> **DATA EXTRACTS**
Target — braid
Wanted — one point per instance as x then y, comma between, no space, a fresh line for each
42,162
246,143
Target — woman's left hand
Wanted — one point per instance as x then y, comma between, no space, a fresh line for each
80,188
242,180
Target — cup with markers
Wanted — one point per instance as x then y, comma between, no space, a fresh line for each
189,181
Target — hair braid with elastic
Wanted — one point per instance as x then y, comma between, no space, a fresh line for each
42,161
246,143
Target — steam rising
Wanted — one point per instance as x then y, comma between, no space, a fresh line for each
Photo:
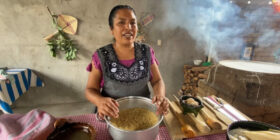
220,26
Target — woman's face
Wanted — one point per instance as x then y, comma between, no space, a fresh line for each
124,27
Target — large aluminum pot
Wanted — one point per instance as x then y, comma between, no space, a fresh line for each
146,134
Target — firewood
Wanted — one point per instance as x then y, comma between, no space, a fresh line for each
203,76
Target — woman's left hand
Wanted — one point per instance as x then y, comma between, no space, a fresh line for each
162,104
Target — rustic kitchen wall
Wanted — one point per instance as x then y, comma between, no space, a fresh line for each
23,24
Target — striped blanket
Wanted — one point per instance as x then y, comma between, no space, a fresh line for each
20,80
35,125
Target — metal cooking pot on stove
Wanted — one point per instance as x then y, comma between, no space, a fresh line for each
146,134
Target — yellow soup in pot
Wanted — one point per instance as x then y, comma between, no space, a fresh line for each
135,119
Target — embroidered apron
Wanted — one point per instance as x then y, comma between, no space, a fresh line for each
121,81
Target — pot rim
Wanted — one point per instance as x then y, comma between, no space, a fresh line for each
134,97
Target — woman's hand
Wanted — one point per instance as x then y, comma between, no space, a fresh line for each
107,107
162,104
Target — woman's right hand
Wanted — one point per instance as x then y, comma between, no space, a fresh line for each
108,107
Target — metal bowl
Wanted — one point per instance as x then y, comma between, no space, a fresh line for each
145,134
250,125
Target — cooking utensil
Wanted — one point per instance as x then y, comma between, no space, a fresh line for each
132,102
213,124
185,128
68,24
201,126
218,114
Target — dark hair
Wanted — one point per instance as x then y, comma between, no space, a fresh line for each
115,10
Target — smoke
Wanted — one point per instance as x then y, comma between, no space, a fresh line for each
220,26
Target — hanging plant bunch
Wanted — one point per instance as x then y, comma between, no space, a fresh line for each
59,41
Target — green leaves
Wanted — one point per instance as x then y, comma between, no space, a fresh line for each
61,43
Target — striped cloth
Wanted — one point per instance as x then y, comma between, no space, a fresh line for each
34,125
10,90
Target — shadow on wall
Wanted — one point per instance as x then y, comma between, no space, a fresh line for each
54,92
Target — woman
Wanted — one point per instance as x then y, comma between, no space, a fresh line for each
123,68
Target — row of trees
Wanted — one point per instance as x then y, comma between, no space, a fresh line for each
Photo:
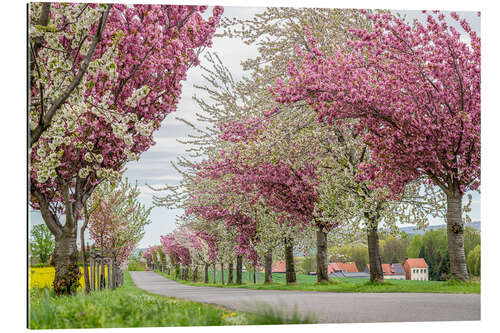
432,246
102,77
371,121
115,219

> **HOW TO COMPLETE THIS TASK**
Your task for the entries above: copy exactly the span starting with the line with "Target — firewood" and going on through the line with "Target — metal cooking pot on stove", both lines included, and nothing else.

> **TASK RESULT**
Target — firewood
Wanted — one point per instance as x then y, comma between, no space, a fresh line for each
203,76
Target — woman's left hand
Wanted — one point per instance as x then y, comma between, no space, a fresh line for each
162,104
Target — rustic kitchen wall
Wanted — one point per instance as x then y, comma between, no space, a fresh line for each
23,24
Target — striped blanket
Wanted — one point per instance as x then y, comma between, no space, a fresh line for each
20,80
35,125
Target — metal cooking pot on stove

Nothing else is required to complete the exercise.